Set task:
List every row below that contains the word "each", matching case exactly.

Input for this task:
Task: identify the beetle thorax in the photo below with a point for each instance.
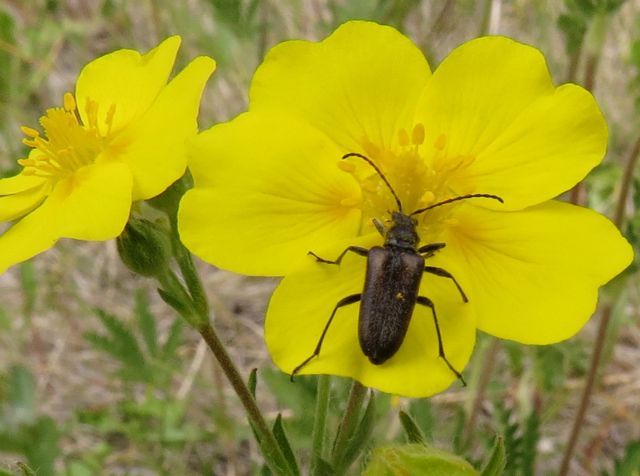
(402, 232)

* * *

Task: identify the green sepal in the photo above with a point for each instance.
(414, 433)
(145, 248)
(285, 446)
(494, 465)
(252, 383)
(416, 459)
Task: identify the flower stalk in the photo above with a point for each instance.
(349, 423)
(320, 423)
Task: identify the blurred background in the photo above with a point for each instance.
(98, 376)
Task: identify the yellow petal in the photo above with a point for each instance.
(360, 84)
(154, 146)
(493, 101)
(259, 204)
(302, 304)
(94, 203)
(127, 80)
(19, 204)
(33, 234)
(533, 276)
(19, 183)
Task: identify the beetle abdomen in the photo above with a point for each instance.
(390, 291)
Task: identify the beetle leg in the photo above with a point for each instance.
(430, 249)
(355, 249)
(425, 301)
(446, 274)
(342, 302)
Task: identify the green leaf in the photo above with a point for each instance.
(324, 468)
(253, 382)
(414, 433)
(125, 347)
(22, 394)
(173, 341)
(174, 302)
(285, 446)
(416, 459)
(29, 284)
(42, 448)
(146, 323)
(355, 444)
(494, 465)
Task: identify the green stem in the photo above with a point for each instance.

* * *

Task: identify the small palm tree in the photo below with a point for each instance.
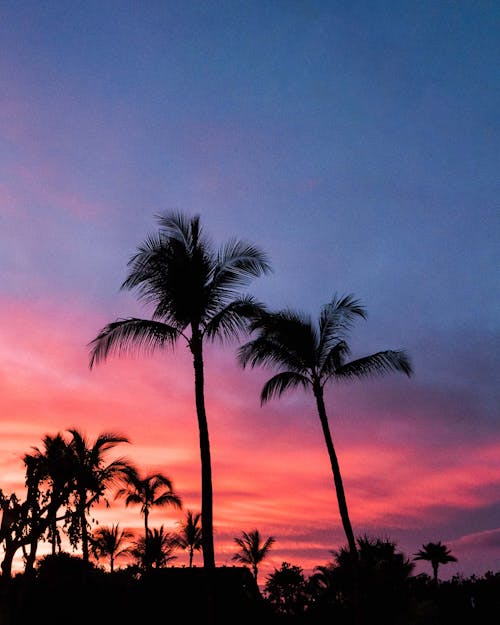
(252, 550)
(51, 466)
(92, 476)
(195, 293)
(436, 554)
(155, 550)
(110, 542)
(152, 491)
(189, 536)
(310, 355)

The reply:
Task: identify the beetle thorax in the photo below with a point for each instance.
Task: identify the green sepal in the photo above with a point for each instance.
Task: identify the flower stalk in the photo above with a point for each instance.
Task: identify the blurred background in the photo above with a point for each instance.
Task: identify the yellow petal in the photo above with a point for each instance.
Task: identify the beetle abdomen in the photo above with a point for each instance.
Task: identify the beetle leg in the photo above with a point for each instance.
Task: identify the green leaf in the photo above with a point for each instance.
Task: identify the green stem in the photo above with a point for each instance.
Task: identify the small palm tree in the photo below with a point for each instance.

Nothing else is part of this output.